EXERCISE REQUIREMENTS
Reproduce verbatim only the lines from the one containing "Class, indicate each instance of the white sheet" through the last line below, both included.

-- -- --

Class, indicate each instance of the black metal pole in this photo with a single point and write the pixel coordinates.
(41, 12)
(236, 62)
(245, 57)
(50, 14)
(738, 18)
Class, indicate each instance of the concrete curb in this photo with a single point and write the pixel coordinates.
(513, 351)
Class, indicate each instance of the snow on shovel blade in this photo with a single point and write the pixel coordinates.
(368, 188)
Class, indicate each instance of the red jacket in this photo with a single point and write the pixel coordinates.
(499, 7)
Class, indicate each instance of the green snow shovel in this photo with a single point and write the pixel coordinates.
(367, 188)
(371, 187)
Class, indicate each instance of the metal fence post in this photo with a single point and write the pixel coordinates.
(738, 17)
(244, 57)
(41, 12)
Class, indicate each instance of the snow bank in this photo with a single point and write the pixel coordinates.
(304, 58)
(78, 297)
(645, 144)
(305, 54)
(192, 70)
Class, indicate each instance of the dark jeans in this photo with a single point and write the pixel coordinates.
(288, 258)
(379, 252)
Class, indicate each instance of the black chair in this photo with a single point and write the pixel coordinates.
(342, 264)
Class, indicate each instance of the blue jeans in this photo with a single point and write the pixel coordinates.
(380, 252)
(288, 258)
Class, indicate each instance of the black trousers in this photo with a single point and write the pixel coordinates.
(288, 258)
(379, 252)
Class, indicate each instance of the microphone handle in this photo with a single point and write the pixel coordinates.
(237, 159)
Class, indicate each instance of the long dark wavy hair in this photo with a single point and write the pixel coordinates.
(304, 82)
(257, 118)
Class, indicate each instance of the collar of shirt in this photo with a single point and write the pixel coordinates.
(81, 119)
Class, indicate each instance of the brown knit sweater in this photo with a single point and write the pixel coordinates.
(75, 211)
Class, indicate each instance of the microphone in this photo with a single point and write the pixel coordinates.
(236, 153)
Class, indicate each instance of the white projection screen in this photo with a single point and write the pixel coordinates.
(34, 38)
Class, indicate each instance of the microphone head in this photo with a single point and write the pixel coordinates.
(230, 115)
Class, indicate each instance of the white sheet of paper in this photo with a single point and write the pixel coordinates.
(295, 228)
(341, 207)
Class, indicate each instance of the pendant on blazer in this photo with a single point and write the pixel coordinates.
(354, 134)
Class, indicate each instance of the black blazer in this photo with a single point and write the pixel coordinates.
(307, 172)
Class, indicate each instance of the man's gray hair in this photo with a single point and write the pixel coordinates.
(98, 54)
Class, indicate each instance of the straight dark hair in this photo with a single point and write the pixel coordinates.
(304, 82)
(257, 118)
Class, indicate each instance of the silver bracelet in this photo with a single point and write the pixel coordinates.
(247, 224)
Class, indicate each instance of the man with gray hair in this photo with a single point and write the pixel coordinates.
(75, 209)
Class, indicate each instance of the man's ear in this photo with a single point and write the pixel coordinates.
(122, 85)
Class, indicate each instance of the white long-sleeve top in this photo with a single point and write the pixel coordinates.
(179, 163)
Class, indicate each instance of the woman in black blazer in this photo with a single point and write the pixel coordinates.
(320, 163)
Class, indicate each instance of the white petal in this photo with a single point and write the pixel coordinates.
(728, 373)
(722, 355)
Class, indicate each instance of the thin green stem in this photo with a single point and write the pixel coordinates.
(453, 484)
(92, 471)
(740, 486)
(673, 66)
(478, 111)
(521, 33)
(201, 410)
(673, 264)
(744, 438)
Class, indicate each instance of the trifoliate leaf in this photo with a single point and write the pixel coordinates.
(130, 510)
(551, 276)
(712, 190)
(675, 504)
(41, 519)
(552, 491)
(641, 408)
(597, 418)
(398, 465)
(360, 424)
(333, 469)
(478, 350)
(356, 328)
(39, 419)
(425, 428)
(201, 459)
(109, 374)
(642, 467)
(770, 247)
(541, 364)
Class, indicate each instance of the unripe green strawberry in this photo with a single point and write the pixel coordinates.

-- -- --

RESULT FOR THIS EXERCISE
Class, indicate each instance of the white sheet of paper in this photo with a single point and write the pixel coordinates.
(295, 228)
(341, 207)
Class, indicate each instance of the pendant on blazer in this photo with a single point and write the pixel coordinates.
(354, 134)
Class, indicate each instance of the black blazer in this photo with a single point and write the pixel coordinates.
(307, 172)
Class, indicate each instance of the man's gray hair in this photo with a single point and write the pixel coordinates.
(98, 54)
Class, indicate each instance of the straight dark hair in this photo with a single point and write the pixel coordinates.
(304, 82)
(257, 118)
Class, indicate each instance of the silver bracelet in this photo with a single point and write the pixel coordinates.
(247, 224)
Class, indicate each instance of the man with gray hair in this photo with a single point and write the pixel coordinates.
(75, 209)
Class, indicate each instance of the man's ear in this photo with a single point and write the pixel coordinates.
(122, 85)
Class, indicate each instance of the white long-sleeve top in this photo with a single point and write the pixel coordinates.
(179, 163)
Class, indicate each instance of the woman in black blazer in this photo with a single point and write the pixel coordinates.
(320, 163)
Class, indicate each instance of the white petal in this photo with a single point and write the pixel coordinates.
(728, 373)
(722, 355)
Class, indicate each instance of the thin green stem in this photo with a single point and write the pixel coordinates.
(453, 484)
(92, 471)
(740, 486)
(673, 66)
(478, 111)
(521, 33)
(201, 410)
(673, 264)
(744, 438)
Class, indicate each instance of the trifoliate leaf in this photo with a single point and write the pixel coordinates.
(130, 510)
(551, 276)
(712, 190)
(675, 504)
(41, 519)
(552, 491)
(641, 408)
(597, 418)
(398, 465)
(360, 424)
(333, 469)
(478, 350)
(356, 328)
(39, 419)
(425, 428)
(201, 459)
(109, 374)
(642, 467)
(770, 247)
(541, 364)
Class, indicate each instance of the unripe green strawberry in this photo with a single point and write the pixel coordinates.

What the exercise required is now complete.